EXERCISE>
Write out the entries below again, swapping every "expected format" for "required format" and leaving everything else unchanged.
— Start of TASK INPUT —
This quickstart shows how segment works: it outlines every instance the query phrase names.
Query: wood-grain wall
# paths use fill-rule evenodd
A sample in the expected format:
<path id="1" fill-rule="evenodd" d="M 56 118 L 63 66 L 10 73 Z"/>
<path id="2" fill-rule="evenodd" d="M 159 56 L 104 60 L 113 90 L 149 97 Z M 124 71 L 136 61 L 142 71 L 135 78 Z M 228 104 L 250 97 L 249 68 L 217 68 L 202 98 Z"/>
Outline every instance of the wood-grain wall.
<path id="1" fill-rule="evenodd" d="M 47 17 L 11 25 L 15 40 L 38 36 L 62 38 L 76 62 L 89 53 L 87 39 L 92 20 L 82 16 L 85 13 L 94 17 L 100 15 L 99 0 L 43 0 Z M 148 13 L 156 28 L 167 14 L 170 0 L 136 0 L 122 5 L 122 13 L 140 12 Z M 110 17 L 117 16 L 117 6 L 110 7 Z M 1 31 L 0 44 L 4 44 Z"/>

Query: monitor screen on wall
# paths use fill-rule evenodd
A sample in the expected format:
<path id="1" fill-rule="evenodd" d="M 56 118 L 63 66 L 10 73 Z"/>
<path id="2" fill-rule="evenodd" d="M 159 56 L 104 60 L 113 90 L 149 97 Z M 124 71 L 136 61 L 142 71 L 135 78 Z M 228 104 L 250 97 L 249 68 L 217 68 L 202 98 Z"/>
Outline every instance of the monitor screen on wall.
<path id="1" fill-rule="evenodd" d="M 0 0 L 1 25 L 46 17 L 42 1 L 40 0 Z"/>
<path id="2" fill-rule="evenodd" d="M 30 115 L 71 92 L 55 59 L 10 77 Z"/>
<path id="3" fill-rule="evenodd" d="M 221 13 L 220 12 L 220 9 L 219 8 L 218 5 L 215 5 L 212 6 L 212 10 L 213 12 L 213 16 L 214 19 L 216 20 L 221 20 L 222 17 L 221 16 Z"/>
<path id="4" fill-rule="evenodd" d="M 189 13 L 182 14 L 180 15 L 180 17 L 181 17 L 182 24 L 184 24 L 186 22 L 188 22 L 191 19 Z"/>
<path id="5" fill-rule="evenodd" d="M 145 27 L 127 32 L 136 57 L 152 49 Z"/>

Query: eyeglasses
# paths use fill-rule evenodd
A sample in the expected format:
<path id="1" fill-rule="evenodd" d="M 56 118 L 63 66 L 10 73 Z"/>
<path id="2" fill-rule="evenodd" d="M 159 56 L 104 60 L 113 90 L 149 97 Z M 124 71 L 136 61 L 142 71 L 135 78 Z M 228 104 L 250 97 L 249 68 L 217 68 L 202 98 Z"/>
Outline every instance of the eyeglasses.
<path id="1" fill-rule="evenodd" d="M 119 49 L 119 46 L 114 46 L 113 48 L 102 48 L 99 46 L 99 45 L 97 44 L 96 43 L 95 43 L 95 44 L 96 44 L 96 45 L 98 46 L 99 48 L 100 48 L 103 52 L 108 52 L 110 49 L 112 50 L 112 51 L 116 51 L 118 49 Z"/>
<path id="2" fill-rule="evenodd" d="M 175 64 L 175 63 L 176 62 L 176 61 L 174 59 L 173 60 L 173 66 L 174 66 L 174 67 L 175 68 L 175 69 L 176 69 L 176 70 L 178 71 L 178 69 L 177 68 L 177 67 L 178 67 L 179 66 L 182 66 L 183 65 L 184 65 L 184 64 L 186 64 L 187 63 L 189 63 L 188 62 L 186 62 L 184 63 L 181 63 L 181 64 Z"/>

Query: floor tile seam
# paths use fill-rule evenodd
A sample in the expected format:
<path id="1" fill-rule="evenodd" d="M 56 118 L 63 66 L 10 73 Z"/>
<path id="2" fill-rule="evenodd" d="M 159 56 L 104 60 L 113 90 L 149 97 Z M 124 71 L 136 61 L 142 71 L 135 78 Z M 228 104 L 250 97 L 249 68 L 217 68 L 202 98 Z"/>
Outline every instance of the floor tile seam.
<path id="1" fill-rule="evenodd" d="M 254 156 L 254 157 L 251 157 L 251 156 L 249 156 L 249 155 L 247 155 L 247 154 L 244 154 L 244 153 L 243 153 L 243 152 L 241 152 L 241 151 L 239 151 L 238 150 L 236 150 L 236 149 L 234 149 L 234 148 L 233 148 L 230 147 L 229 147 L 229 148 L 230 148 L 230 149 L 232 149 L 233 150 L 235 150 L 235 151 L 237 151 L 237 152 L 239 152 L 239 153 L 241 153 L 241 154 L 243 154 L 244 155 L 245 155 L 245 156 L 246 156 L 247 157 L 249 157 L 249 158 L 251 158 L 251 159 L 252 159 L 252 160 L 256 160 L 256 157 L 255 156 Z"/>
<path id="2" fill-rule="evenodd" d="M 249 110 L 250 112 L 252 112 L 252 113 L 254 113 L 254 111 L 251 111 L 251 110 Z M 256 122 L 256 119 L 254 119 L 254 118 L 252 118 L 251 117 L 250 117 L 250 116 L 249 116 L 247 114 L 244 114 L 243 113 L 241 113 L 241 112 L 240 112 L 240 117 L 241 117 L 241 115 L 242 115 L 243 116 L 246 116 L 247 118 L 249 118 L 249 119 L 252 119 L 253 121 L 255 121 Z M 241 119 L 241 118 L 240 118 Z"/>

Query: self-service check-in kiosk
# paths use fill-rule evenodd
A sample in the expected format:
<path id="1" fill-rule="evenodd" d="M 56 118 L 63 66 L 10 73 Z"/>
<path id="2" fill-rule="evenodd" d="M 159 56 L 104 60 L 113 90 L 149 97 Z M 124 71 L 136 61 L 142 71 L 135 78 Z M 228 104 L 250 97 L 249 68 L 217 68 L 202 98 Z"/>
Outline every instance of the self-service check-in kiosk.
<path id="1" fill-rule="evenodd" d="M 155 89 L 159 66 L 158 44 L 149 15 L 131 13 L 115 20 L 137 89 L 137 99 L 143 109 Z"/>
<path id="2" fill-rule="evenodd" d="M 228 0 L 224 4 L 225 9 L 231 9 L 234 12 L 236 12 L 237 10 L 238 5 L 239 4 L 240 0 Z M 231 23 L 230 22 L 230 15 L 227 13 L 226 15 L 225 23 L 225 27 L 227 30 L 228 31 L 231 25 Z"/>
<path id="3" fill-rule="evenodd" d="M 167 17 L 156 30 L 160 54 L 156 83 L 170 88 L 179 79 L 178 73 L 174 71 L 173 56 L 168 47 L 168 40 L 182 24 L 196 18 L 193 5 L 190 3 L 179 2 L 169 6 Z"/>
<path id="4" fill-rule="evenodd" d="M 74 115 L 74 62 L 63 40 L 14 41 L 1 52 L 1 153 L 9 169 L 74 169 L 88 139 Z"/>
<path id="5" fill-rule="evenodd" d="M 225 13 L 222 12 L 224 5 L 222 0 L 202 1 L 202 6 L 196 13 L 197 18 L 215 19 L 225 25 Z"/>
— End of TASK INPUT —
RESULT>
This quickstart shows how segment works: it outlines every instance the query phrase names.
Query: wood-grain wall
# paths use fill-rule evenodd
A sample in the required format:
<path id="1" fill-rule="evenodd" d="M 56 118 L 63 66 L 10 73 Z"/>
<path id="2" fill-rule="evenodd" d="M 159 56 L 104 60 L 113 90 L 149 97 Z M 124 71 L 136 61 L 142 71 L 135 78 Z M 228 104 L 250 97 L 249 68 L 217 68 L 202 98 Z"/>
Outline every instance of the wood-grain wall.
<path id="1" fill-rule="evenodd" d="M 47 17 L 11 25 L 15 40 L 38 36 L 62 38 L 76 62 L 89 53 L 87 39 L 92 20 L 82 16 L 85 13 L 94 17 L 100 15 L 99 0 L 43 0 Z M 148 13 L 156 28 L 167 14 L 170 0 L 136 0 L 122 5 L 122 13 L 140 12 Z M 110 17 L 117 16 L 117 6 L 110 7 Z M 1 31 L 0 44 L 4 44 Z"/>

Query: monitor screen on wall
# paths use fill-rule evenodd
A sample in the required format:
<path id="1" fill-rule="evenodd" d="M 56 118 L 63 66 L 10 73 Z"/>
<path id="2" fill-rule="evenodd" d="M 159 56 L 104 60 L 113 90 L 149 97 Z M 124 71 L 136 61 L 142 71 L 135 78 Z M 228 104 L 250 97 L 249 68 L 217 68 L 202 98 Z"/>
Outline every instance of the monitor screen on wall.
<path id="1" fill-rule="evenodd" d="M 0 0 L 1 25 L 46 17 L 42 1 L 40 0 Z"/>
<path id="2" fill-rule="evenodd" d="M 30 115 L 71 92 L 55 59 L 10 77 Z"/>
<path id="3" fill-rule="evenodd" d="M 221 13 L 220 12 L 220 9 L 219 8 L 218 5 L 215 5 L 212 6 L 212 10 L 213 12 L 213 16 L 214 19 L 216 20 L 221 20 L 222 17 L 221 16 Z"/>
<path id="4" fill-rule="evenodd" d="M 189 13 L 182 14 L 180 15 L 180 17 L 181 17 L 182 24 L 184 24 L 186 22 L 188 22 L 191 19 Z"/>
<path id="5" fill-rule="evenodd" d="M 145 27 L 127 32 L 136 57 L 152 49 Z"/>

Query: eyeglasses
# paths use fill-rule evenodd
A sample in the required format:
<path id="1" fill-rule="evenodd" d="M 56 118 L 63 66 L 10 73 Z"/>
<path id="2" fill-rule="evenodd" d="M 159 56 L 104 60 L 113 90 L 149 97 Z M 124 71 L 136 61 L 142 71 L 135 78 Z M 228 104 L 250 97 L 249 68 L 217 68 L 202 98 Z"/>
Outline every instance of the eyeglasses.
<path id="1" fill-rule="evenodd" d="M 119 49 L 119 46 L 114 46 L 113 48 L 102 48 L 99 46 L 99 45 L 97 44 L 96 43 L 95 43 L 95 44 L 96 44 L 96 45 L 98 46 L 99 48 L 100 48 L 103 52 L 108 52 L 110 49 L 112 50 L 112 51 L 116 51 L 118 49 Z"/>
<path id="2" fill-rule="evenodd" d="M 175 64 L 175 63 L 176 62 L 176 61 L 174 59 L 173 60 L 173 66 L 174 66 L 174 67 L 175 68 L 175 69 L 176 69 L 176 70 L 178 71 L 178 69 L 177 68 L 177 67 L 178 67 L 179 66 L 182 66 L 183 65 L 184 65 L 184 64 L 186 64 L 187 63 L 189 63 L 188 62 L 186 62 L 184 63 L 181 63 L 181 64 Z"/>

Query: floor tile seam
# paths use fill-rule evenodd
A sample in the required format:
<path id="1" fill-rule="evenodd" d="M 56 118 L 63 66 L 10 73 Z"/>
<path id="2" fill-rule="evenodd" d="M 159 56 L 104 60 L 113 90 L 149 97 Z M 124 71 L 136 61 L 142 71 L 135 78 Z M 228 104 L 250 97 L 249 68 L 217 68 L 202 98 Z"/>
Outline every instance of the floor tile seam.
<path id="1" fill-rule="evenodd" d="M 254 156 L 254 157 L 251 157 L 251 156 L 249 156 L 249 155 L 247 155 L 247 154 L 244 154 L 244 153 L 243 153 L 243 152 L 241 152 L 241 151 L 239 151 L 238 150 L 236 150 L 236 149 L 234 149 L 234 148 L 233 148 L 230 147 L 229 147 L 229 148 L 230 148 L 230 149 L 232 149 L 233 150 L 235 150 L 235 151 L 237 151 L 237 152 L 239 152 L 239 153 L 241 153 L 241 154 L 243 154 L 244 155 L 245 155 L 245 156 L 246 156 L 247 157 L 249 157 L 249 158 L 251 158 L 251 159 L 252 159 L 252 160 L 256 160 L 256 157 L 255 156 Z"/>
<path id="2" fill-rule="evenodd" d="M 249 110 L 250 112 L 252 112 L 252 113 L 254 113 L 254 111 L 251 111 L 251 110 Z M 256 122 L 256 119 L 254 119 L 254 118 L 252 118 L 251 117 L 250 117 L 250 116 L 249 116 L 247 114 L 244 114 L 243 113 L 241 113 L 241 112 L 240 112 L 240 117 L 241 117 L 241 115 L 242 115 L 243 116 L 246 116 L 247 118 L 249 118 L 249 119 L 252 119 L 253 121 L 255 121 Z M 241 119 L 241 118 L 240 118 Z"/>

Query: self-service check-in kiosk
# paths use fill-rule evenodd
A sample in the required format:
<path id="1" fill-rule="evenodd" d="M 56 118 L 63 66 L 10 73 Z"/>
<path id="2" fill-rule="evenodd" d="M 159 56 L 104 60 L 113 90 L 149 97 Z M 124 71 L 136 61 L 142 71 L 135 78 Z M 228 104 L 250 97 L 249 68 L 217 68 L 202 98 Z"/>
Outline every instance of the self-service check-in kiosk.
<path id="1" fill-rule="evenodd" d="M 155 89 L 159 66 L 158 44 L 149 15 L 131 13 L 115 20 L 137 89 L 137 99 L 143 109 Z"/>
<path id="2" fill-rule="evenodd" d="M 228 0 L 224 4 L 225 9 L 231 9 L 234 12 L 236 12 L 237 10 L 238 5 L 239 4 L 240 0 Z M 231 23 L 230 22 L 230 15 L 227 13 L 226 15 L 225 23 L 225 27 L 227 30 L 228 31 L 231 25 Z"/>
<path id="3" fill-rule="evenodd" d="M 167 17 L 156 30 L 160 54 L 156 83 L 170 88 L 179 79 L 178 73 L 174 71 L 173 56 L 168 47 L 168 40 L 182 24 L 196 18 L 193 5 L 190 3 L 179 2 L 169 6 Z"/>
<path id="4" fill-rule="evenodd" d="M 74 115 L 74 62 L 63 40 L 14 41 L 1 52 L 1 153 L 9 169 L 74 169 L 88 139 Z"/>
<path id="5" fill-rule="evenodd" d="M 225 13 L 222 12 L 224 5 L 222 0 L 202 1 L 202 6 L 196 13 L 197 18 L 215 19 L 225 25 Z"/>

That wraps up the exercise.